Your assignment:
Answer these questions from the article on the executive order:
1. During what event did Trump sign the order?
2. Under the "Regulatory Bill of Rights," who should bear the burden of proving an alleged violation of law?
3. Which process does the order ask agencies to accelerate?

Selected passage:
_____
President Trump signed an executive order yesterday that essentially protects businesses from illegal lockdown orders that force them to close their doors. The move was included in the order that issues ends to many onerous federal regulations imposed on businesses, in an effort to reopen the country.
The executive order includes a “Regulatory Bill of Rights,” putting the onus on rule-makers to be circumscribed and transparent in how they go about enforcing violations.
“The fact that only 42% are willing to back government officials on the enforcement of these laws is pretty stunning,” Rasmussen said. “When 42% side with the rule breakers and another 16% aren’t sure, it is a very strong indication that voters believe the rules themselves are the real problem. Putting it in the context of America’s founding ideals, this finding suggests that the lockdown orders do not have the consent of the governed.”
The executive order also asks agencies to accelerate the rule-making process, which in some instances could shave years off regulatory deliberations.
The executive order’s “Fairness in Administrative Enforcement and Adjudication,” states that “The heads of all agencies shall consider the principles of fairness in administrative enforcement and adjudication listed below, and revise their procedures and practices in light of them, consistent with applicable law and as they deem appropriate in the context of particular statutory and regulatory programs and the policy considerations identified in section 1 of this order.”
The “Regulatory Bill of Rights” contained in the executive order are listed below:
(a) The Government should bear the burden of proving an alleged violation of law; the subject of enforcement should not bear the burden of proving compliance.
(b) Administrative enforcement should be prompt and fair.
(c) Administrative adjudicators should be independent of enforcement staff.
(d) Consistent with any executive branch confidentiality interests, the Government should provide favorable relevant evidence in possession of the agency to the subject of an administrative enforcement action.
(e) All rules of evidence and procedure should be public, clear, and effective.
(f) Penalties should be proportionate, transparent, and imposed in adherence to consistent standards and only as authorized by law.
(g) Administrative enforcement should be free of improper Government coercion.
(h) Liability should be imposed only for violations of statutes or duly issued regulations, after notice and an opportunity to respond.
(i) Administrative enforcement should be free of unfair surprise.
(j) Agencies must be accountable for their administrative enforcement decisions.
Trump, who signed the order during a cabinet meeting, told federal agencies to do away with “unnecessary regulations that impede economic recovery” and also directs agencies to “review the hundreds of regulations we’ve already suspended in response to the virus and make the suspensions permanent where possible.”
Agencies can use emergency powers to speed up the cutting of regulations for new rules that will create more jobs, he added.
These regulation cuts are necessary “because with millions of Americans forced out of work by the virus, it’s more important than ever to remove burdens that destroy American jobs,” the president remarked. “We’re fighting for the livelihoods of American workers, and we must continue to cut through every piece of red tape that stands in our way,” the president said.
“We want to leave it that way,” Trump said of the eliminated regulations. “We want to leave it that way. In some cases, we won’t be able to, but in other cases, we will.”
_____
Collected material:

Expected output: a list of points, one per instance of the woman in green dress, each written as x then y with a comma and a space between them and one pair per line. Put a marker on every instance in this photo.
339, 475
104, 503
_____
Response area:
1. A cabinet meeting.
2. The Government.
3. The rule-making process.